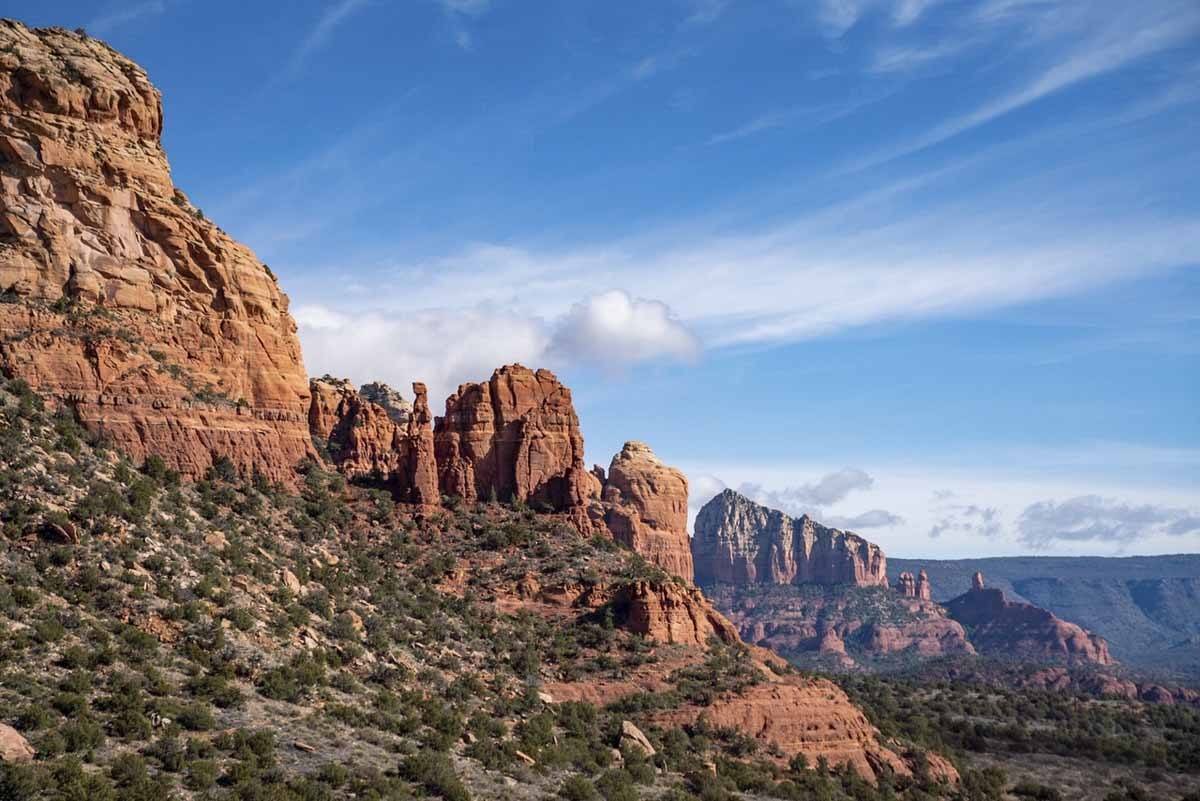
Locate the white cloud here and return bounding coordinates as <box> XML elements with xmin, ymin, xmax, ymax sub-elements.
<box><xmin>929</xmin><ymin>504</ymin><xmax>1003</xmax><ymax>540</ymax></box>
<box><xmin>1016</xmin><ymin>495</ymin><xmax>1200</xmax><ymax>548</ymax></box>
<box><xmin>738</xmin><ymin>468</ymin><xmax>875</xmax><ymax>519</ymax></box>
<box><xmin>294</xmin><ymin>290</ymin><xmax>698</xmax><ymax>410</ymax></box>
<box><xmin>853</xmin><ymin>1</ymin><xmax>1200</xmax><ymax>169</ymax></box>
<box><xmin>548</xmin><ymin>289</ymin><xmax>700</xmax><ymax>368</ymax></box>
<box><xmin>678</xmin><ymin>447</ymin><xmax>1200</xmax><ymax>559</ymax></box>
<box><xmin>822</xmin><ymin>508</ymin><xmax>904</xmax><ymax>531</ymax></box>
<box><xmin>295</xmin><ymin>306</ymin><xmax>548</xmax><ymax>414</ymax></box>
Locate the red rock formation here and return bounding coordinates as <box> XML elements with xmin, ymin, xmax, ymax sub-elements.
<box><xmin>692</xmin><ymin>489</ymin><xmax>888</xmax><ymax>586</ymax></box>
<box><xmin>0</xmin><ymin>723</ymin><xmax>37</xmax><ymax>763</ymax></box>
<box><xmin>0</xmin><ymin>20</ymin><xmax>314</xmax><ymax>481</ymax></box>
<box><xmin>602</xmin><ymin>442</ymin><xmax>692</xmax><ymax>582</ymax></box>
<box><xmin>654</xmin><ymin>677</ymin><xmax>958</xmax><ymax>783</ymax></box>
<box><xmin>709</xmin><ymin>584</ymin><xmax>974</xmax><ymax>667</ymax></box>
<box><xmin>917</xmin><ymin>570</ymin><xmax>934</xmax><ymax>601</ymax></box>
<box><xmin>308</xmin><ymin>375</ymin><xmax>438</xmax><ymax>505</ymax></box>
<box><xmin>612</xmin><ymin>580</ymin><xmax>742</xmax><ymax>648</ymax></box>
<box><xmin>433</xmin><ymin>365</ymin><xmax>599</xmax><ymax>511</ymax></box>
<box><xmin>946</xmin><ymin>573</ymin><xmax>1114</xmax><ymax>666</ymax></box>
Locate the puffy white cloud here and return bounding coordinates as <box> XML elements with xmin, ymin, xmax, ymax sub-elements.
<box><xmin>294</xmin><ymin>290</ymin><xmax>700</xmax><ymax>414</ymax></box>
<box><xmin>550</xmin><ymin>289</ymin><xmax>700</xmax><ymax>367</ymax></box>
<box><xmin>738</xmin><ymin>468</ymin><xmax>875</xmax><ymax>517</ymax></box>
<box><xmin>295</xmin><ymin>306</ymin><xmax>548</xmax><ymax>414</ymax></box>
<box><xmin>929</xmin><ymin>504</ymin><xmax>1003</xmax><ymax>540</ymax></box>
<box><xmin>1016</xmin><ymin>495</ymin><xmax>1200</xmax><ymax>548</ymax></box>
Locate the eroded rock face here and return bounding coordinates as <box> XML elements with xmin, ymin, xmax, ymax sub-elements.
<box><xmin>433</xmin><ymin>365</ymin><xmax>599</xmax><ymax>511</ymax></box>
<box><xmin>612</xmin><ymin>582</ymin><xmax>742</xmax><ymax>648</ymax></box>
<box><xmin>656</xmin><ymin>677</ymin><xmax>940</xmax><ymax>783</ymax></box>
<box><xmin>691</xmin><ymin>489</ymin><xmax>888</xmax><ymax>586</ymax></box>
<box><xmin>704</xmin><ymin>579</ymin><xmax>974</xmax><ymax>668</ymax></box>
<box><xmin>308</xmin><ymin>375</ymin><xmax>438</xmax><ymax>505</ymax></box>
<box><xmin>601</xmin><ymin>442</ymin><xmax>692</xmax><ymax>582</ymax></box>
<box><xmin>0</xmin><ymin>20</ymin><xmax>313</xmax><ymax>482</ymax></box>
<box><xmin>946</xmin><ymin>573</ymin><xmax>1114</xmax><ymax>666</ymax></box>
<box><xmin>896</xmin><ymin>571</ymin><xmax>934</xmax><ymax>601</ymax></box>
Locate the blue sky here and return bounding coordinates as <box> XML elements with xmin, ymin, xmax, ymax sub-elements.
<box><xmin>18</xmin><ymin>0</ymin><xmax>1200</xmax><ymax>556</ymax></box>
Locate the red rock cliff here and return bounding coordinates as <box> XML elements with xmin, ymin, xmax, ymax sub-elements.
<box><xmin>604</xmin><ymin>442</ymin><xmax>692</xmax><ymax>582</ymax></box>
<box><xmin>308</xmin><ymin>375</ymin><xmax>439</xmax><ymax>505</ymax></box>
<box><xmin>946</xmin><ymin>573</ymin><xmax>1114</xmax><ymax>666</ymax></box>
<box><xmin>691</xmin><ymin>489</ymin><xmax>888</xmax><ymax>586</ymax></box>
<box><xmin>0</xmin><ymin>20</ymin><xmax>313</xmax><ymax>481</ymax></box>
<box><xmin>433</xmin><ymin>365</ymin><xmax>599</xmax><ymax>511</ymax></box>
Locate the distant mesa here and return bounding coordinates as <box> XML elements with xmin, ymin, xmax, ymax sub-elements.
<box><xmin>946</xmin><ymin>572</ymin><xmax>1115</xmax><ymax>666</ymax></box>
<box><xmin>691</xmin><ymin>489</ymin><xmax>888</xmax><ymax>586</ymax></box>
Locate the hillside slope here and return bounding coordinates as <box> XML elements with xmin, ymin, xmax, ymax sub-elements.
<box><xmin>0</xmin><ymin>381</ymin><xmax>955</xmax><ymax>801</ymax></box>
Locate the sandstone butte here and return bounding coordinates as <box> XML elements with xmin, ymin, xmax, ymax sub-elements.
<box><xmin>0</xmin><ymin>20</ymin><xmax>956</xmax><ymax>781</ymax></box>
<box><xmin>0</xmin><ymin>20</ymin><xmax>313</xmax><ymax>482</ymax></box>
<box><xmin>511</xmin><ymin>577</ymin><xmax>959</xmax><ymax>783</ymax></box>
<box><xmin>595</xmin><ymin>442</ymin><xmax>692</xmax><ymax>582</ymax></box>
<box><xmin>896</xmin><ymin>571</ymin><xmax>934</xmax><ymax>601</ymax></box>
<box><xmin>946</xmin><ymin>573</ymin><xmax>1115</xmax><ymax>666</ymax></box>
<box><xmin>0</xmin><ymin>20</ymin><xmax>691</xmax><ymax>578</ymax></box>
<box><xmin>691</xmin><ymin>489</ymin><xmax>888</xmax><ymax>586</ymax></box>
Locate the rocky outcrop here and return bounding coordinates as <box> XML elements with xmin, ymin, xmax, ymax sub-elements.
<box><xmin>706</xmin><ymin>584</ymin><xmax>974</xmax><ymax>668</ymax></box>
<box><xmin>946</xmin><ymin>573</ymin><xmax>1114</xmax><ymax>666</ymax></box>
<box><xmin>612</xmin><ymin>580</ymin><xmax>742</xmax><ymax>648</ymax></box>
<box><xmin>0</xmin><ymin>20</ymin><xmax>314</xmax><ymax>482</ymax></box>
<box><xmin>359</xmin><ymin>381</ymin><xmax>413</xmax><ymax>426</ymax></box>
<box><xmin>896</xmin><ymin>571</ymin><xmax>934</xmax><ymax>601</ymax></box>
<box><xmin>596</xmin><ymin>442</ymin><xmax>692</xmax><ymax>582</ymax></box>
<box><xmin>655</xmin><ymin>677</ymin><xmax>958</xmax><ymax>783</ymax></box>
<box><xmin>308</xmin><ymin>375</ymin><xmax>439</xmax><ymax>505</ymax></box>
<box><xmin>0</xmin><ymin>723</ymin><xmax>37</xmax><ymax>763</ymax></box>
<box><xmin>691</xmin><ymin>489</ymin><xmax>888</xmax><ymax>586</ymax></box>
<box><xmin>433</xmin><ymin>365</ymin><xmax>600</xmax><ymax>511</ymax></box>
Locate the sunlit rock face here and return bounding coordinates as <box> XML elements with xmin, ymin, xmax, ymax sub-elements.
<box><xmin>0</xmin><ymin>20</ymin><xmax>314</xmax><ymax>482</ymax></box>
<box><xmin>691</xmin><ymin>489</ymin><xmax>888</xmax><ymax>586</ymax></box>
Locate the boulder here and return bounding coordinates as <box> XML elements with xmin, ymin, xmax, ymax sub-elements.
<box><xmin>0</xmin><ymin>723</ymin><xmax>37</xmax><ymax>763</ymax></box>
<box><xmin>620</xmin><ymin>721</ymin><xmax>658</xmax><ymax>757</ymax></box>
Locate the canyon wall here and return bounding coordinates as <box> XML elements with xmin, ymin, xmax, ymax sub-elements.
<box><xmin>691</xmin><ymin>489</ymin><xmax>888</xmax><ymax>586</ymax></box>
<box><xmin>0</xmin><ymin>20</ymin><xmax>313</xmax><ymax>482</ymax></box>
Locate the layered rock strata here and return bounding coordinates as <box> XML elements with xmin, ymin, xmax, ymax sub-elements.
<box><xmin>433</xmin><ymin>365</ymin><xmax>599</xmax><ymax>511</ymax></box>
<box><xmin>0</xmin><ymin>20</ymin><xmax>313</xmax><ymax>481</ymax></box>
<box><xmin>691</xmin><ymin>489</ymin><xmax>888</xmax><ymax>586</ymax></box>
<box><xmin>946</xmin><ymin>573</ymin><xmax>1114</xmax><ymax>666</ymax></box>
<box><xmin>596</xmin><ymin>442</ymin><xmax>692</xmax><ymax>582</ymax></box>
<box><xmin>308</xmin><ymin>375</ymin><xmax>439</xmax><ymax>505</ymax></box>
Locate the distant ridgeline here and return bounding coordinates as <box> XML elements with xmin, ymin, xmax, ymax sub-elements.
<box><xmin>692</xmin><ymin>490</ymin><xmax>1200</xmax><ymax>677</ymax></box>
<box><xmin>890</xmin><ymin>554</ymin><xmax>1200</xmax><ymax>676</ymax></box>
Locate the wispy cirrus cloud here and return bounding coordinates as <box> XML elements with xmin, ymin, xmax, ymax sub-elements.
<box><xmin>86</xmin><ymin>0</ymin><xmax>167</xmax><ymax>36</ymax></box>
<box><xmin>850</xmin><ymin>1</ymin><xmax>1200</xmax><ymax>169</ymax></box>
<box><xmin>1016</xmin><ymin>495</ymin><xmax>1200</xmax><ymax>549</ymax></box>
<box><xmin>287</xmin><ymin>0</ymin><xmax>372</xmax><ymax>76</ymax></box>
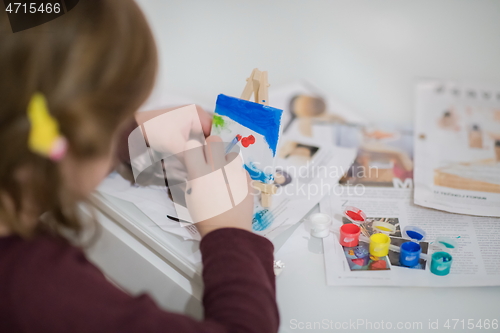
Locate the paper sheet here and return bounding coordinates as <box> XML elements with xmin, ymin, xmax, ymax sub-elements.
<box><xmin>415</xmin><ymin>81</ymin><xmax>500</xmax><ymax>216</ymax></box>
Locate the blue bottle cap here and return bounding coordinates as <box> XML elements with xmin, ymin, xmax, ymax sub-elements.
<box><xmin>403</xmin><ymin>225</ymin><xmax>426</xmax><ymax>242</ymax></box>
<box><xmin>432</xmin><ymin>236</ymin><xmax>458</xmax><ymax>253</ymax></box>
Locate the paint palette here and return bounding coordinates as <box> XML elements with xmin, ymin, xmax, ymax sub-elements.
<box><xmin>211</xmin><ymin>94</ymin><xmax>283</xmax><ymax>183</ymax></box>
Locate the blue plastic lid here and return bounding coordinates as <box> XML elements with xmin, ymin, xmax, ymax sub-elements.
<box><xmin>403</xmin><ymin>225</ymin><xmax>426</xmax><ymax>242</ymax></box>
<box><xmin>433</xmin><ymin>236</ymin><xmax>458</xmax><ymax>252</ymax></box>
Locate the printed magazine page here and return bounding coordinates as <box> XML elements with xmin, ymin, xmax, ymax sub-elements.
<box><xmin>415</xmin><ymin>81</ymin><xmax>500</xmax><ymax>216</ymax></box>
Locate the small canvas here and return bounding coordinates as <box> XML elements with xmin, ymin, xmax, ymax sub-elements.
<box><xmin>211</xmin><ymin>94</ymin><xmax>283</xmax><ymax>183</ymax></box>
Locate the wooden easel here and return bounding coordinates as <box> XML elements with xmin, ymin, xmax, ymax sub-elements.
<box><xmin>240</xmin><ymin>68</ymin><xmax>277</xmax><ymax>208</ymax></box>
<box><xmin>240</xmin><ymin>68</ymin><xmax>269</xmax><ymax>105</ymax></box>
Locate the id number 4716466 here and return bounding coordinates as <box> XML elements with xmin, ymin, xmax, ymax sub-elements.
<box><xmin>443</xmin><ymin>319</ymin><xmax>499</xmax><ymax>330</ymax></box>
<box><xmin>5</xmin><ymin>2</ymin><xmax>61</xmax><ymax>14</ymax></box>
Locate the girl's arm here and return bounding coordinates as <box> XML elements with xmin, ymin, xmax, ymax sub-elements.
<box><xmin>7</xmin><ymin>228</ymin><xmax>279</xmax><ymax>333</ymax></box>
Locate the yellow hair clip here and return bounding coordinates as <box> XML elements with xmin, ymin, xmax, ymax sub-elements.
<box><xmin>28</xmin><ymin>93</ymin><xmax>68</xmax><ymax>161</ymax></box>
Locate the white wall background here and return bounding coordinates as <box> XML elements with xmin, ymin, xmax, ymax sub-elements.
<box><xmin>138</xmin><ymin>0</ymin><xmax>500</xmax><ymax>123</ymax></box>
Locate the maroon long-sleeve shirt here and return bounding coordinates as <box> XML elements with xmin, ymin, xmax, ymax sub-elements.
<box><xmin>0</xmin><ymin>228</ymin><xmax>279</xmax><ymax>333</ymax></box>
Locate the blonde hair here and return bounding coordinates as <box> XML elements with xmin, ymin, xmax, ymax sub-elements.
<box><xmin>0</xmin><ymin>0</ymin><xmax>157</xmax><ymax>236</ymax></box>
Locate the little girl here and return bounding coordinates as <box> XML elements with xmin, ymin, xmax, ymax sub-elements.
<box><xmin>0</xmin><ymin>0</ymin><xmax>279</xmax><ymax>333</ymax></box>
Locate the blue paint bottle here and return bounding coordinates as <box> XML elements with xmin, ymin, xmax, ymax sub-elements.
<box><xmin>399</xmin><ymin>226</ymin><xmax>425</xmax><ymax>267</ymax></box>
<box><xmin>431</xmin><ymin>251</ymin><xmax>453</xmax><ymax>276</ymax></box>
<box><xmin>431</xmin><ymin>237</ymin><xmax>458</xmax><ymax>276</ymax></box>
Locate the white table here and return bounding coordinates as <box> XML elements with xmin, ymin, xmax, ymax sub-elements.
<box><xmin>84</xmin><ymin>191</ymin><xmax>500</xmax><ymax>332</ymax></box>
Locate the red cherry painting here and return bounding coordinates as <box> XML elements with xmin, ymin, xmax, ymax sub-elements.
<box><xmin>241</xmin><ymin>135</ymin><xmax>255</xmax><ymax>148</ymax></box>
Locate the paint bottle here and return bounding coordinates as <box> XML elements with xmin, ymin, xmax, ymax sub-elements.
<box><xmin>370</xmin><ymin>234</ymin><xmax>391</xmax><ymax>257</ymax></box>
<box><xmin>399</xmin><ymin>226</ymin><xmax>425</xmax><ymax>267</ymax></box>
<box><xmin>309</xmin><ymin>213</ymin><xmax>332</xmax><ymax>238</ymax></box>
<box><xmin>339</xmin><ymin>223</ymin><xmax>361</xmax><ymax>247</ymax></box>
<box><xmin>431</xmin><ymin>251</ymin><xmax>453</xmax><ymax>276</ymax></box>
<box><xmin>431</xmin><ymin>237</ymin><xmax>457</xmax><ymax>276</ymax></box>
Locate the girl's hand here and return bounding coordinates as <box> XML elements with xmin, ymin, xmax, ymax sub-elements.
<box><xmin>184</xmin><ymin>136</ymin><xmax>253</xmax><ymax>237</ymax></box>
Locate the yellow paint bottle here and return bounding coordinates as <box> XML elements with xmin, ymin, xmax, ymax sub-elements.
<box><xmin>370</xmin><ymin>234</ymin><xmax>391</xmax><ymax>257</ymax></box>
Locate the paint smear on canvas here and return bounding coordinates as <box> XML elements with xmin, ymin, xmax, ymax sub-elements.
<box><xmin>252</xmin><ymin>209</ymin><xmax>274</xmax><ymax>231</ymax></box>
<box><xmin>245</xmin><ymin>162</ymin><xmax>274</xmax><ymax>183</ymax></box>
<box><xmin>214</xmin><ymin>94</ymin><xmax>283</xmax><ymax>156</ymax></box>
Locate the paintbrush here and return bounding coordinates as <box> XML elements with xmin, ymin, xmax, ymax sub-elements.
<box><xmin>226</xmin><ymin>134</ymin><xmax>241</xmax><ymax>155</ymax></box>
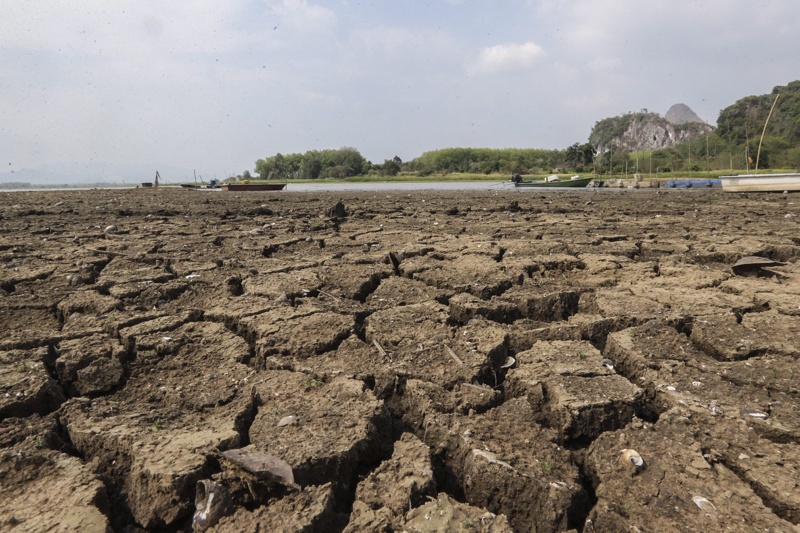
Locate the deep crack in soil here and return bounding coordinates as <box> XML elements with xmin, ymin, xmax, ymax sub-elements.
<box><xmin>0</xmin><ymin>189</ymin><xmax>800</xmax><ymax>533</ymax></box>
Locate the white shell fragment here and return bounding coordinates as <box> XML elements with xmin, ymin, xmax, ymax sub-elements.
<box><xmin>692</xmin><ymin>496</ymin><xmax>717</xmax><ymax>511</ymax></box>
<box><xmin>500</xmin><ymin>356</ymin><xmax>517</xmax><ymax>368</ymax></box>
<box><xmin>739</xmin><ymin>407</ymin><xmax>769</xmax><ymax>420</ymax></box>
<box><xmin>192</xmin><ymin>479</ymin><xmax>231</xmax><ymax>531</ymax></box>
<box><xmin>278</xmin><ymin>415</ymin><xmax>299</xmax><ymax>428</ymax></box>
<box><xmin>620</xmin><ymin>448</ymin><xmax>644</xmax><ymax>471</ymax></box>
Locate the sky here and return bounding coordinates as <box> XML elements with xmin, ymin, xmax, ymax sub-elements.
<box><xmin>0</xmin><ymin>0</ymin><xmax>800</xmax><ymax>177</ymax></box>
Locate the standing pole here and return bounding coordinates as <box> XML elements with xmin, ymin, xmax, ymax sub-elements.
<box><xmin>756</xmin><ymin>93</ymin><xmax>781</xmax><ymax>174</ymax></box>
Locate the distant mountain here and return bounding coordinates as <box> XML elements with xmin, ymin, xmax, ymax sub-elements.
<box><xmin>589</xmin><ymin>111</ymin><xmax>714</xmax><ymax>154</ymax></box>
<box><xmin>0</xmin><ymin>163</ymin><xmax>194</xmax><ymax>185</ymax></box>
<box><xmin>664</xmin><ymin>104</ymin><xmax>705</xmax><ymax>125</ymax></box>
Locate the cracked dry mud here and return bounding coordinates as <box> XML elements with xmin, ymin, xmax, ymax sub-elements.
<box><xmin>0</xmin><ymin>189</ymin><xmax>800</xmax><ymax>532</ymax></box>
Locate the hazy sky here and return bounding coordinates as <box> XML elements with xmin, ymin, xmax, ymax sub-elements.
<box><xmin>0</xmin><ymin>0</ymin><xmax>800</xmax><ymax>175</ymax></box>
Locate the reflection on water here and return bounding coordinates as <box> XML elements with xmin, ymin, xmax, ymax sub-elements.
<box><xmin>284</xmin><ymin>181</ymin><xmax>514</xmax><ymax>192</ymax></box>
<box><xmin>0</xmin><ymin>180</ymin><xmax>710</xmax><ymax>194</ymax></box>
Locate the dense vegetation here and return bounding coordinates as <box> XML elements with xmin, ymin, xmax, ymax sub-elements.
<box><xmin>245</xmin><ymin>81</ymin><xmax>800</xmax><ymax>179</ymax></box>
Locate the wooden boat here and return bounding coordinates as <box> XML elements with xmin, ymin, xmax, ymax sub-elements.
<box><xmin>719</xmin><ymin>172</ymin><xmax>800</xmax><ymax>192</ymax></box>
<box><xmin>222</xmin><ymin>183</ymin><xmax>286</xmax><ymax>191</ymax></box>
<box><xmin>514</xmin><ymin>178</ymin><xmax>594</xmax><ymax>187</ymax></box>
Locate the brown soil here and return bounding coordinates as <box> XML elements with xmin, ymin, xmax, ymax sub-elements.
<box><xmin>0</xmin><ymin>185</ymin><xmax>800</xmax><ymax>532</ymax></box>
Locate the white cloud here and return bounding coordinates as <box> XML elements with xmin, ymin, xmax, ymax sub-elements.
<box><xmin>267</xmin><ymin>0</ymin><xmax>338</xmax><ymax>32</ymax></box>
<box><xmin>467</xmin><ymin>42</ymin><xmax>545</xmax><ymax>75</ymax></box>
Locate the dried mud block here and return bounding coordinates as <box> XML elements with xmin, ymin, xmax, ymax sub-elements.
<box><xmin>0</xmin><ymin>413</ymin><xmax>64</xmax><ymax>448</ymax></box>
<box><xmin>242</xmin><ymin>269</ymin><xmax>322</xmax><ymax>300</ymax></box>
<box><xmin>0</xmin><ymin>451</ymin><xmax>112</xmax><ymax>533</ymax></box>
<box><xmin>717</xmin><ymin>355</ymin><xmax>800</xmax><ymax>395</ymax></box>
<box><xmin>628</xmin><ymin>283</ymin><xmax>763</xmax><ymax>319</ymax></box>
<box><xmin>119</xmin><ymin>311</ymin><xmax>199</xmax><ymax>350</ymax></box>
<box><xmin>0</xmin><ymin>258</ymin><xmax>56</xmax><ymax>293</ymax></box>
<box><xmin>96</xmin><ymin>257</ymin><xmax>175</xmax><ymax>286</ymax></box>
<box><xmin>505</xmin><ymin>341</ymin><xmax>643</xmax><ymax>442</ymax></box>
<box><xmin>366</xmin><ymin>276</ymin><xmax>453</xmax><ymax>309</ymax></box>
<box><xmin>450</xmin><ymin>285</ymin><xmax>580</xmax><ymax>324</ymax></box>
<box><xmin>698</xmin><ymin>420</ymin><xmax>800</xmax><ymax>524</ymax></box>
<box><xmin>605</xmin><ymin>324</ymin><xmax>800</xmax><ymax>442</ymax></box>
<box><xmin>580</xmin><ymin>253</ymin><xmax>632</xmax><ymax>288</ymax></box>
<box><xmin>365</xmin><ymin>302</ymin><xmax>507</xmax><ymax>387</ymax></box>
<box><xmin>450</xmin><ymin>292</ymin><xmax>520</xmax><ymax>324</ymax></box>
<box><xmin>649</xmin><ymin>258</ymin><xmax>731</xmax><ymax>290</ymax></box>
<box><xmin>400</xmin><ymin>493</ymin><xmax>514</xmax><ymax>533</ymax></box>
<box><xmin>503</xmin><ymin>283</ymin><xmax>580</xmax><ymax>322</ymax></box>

________________

- Stated goal:
Find every line in the material above that contains the word "soil" and copy each one in full. Letter case matters.

- Problem solution:
Locate the deep crack in soil here and return bounding coordinates as <box> XML elements with xmin, ymin, xmax, ymax sub-elements.
Locate the brown soil here and return bounding coordinates as <box> XML elements with xmin, ymin, xmax, ymax sub-elements.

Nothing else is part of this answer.